> [Exercise goal]:
Exactly as written, print every line of the listing below and omit its pictures.

> [Extracted information]:

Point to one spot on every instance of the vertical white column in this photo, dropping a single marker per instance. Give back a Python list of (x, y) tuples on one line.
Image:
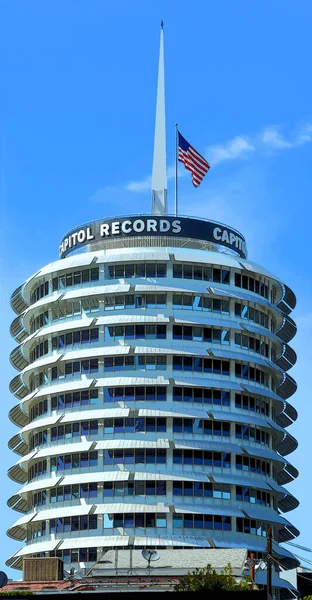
[(159, 175)]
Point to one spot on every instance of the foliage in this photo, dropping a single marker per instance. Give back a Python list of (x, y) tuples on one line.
[(207, 579), (17, 593)]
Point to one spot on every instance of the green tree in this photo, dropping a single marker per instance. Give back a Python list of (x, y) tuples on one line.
[(207, 579)]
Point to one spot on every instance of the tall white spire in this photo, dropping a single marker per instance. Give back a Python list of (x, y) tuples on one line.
[(159, 176)]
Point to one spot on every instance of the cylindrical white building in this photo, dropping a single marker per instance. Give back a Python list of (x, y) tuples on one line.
[(152, 395)]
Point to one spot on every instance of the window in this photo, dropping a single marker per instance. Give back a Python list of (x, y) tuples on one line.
[(251, 526), (137, 394), (199, 457), (253, 434), (75, 368), (74, 399), (84, 428), (201, 272), (139, 332), (75, 278), (253, 285), (139, 270), (39, 409), (252, 343), (201, 365), (244, 463), (82, 523), (252, 373), (141, 362), (197, 521), (39, 292), (201, 395), (201, 334), (39, 321), (76, 338)]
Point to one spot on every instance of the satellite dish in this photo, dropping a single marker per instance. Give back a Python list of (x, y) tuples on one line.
[(3, 579), (150, 556)]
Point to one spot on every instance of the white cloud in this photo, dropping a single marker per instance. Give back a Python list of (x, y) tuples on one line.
[(139, 186), (239, 148), (272, 138), (233, 149)]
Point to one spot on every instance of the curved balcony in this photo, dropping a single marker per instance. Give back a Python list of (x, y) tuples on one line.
[(18, 503), (18, 301), (18, 359), (287, 388), (18, 445), (17, 330), (18, 387), (288, 415), (288, 300), (287, 359), (287, 330), (17, 416)]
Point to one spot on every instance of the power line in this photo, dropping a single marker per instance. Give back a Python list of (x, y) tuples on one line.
[(298, 546)]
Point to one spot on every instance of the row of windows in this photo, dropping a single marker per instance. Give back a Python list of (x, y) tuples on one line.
[(149, 456), (75, 338), (247, 494), (152, 270), (201, 272), (197, 489), (253, 465), (147, 425), (201, 395), (200, 458), (191, 521), (200, 302), (151, 520), (205, 426), (138, 332), (201, 365), (76, 278), (252, 284), (75, 399), (150, 362), (214, 335), (129, 270), (123, 301), (75, 555), (68, 461), (152, 393), (68, 308), (63, 525)]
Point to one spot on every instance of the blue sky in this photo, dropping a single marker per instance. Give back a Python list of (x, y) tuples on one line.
[(77, 112)]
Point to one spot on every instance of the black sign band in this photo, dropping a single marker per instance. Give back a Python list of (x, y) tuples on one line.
[(183, 227)]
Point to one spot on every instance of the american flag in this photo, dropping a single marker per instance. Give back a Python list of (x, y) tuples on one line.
[(193, 161)]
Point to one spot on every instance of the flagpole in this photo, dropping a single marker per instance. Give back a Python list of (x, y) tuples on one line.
[(176, 174)]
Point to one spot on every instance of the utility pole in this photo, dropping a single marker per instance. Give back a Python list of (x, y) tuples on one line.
[(269, 565), (252, 568)]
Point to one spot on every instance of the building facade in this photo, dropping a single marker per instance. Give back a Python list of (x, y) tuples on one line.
[(152, 395)]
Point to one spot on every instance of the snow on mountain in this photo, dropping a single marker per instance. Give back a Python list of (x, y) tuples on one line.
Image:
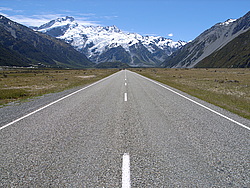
[(97, 42)]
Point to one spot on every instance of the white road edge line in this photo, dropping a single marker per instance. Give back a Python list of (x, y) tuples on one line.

> [Output below]:
Point to one spot on every instance of the vertical white column in this photo, dropping a single marker per instance. Give back a Python list of (x, y) tuples on one line.
Image:
[(159, 175)]
Point to one spot on every instance of the foliage in this photo, dropping a single marker per instance. Give back a Python list of (x, y) tuples on one line.
[(207, 579), (17, 593)]
Point to one spot on every instance of the green tree in this photo, dropping a single marker per instance. Give back a Python list of (x, y) tuples on one line.
[(207, 579)]
Point to one spot on every instance of the tall white spire in this photo, dropping a single marker per instance. Give back a Python list of (x, y) tuples on one line.
[(159, 176)]
Point to one spot on every instance of the cylindrical white building in this photo, dropping a single marker per instance. Give back a Python list of (x, y) tuples on one line.
[(152, 395)]
Point to one spot on every instance of the window in this photo, dropping a single marker per instance. Give back a Python list of (x, y) tuples on one line.
[(251, 526), (137, 394), (199, 457), (253, 434), (75, 368), (74, 399), (84, 428), (201, 272), (139, 332), (75, 278), (253, 285), (139, 270), (39, 409), (252, 343), (201, 365), (244, 463), (82, 523), (252, 373), (141, 362), (197, 521), (39, 292), (201, 395), (201, 334), (39, 321), (76, 338)]
Point to one spot on every instance of the satellite dish in this photo, dropping a single marker per instance. Give back a Python list of (x, y) tuples on one line.
[(3, 579), (150, 556)]
Point to one spot on every instance of the white cloud in this photo, dropping a single marker per instance. Give back a Python list of (x, y) tuples on one line.
[(139, 186), (239, 148), (272, 138), (233, 149)]
Point to one spot on every instance of the curved balcony in this photo, dropping a single marker per instance. Give back a Python list of (x, y) tuples on one line.
[(18, 503), (18, 301), (18, 359), (287, 388), (18, 445), (17, 330), (18, 387), (288, 415), (288, 300), (287, 359), (287, 330), (17, 416)]
Point to one spot on every instance of the power line in this photo, dropping a single marker per instance. Give back a Python list of (x, y) tuples on one line.
[(298, 546)]
Point to one spot on every instance of the row of windows in this photo, dropping a single marker per instance. Give back a Python list of (x, y) tuples on one line.
[(149, 456), (75, 338), (247, 494), (152, 270), (201, 272), (197, 489), (253, 465), (147, 425), (201, 395), (200, 458), (191, 521), (200, 302), (151, 520), (205, 426), (138, 332), (201, 365), (76, 278), (252, 284), (75, 399), (150, 362), (214, 335), (129, 270), (123, 301), (75, 555), (68, 461), (152, 393), (68, 308), (63, 525)]
Point to one spot on every instance of the blue sky in this photo, dropping a single marker per instance. Give back a Python list of (x, y) tuples on one line.
[(77, 112)]
Point to one spot on every instance of the black sign band in this photo, dropping a single marker per instance. Give back a Python list of (x, y) tuples on one line.
[(183, 227)]
Point to one spot on every instance of the american flag in this photo, dropping a single marker per instance. Give back a Python list of (x, y) tuples on one line.
[(193, 161)]
Point to one spot on every instance of the flagpole in this photo, dropping a single marker per instance. Give back a Python list of (x, y) tuples on one line.
[(176, 174)]
Point to one spot on every instance of the utility pole in this photo, dropping a single marker per instance. Give back a Python list of (x, y) tuples on one line.
[(269, 565), (252, 568)]
Point to one spot on every instance of the building facade in this photo, dropping a single marker per instance. Give back a Python list of (x, y) tuples on one line.
[(152, 395)]
Point to one spot on every instance of the snow on mountain in this photo, dropping a single marker per instance. Give back a Python list of (x, y) tuples on one line.
Image:
[(97, 42)]
Point to one spot on every instance of the white road edge line in this photo, dropping a single marker per instance. Give back a Python list of (x, y) tuples on one line.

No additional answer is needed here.